#### Provided data:
━━━━━━━━━━
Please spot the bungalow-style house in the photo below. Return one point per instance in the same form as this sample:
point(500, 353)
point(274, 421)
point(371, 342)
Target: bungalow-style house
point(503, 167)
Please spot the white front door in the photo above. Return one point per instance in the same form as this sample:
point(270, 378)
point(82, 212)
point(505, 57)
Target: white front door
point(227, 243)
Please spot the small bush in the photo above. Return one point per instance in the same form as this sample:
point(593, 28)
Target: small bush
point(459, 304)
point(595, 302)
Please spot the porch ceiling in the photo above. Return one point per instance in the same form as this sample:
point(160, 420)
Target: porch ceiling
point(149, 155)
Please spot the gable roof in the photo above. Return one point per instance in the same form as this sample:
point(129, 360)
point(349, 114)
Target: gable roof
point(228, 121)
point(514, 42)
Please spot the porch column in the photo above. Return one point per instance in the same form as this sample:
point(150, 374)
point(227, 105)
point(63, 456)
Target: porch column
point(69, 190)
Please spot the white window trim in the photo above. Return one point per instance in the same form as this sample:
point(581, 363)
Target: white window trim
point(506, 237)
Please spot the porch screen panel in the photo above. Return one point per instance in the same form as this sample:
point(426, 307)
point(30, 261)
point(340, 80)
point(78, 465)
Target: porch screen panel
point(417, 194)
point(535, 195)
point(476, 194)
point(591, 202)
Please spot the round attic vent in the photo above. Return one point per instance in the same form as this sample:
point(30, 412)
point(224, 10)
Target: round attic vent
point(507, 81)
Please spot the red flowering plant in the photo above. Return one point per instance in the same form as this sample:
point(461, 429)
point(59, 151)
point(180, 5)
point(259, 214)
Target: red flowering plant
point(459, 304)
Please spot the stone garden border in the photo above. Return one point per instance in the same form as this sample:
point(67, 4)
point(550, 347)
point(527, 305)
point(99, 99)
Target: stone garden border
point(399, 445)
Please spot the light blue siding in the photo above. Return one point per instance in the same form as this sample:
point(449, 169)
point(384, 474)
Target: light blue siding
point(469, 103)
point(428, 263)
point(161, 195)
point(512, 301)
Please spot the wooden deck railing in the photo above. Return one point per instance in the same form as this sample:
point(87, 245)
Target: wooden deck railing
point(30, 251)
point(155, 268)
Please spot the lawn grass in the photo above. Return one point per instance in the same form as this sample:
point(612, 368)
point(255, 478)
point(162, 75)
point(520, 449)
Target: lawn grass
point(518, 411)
━━━━━━━━━━
#### Requirements:
Please rewrite only the rows from the line that contains "Please spot the porch ceiling" through the line that contains "point(514, 42)", swapping "gable roof" for "hip roof" and keeping everything else unchanged.

#### Answer:
Please spot the porch ceiling in the photo above. Return one point per instance in the same form as this sample:
point(160, 420)
Target: porch ceiling
point(149, 155)
Please spot the hip roof in the photo above. Return one point per instance in the same form as this sample:
point(129, 360)
point(349, 114)
Target: hip roof
point(228, 121)
point(514, 42)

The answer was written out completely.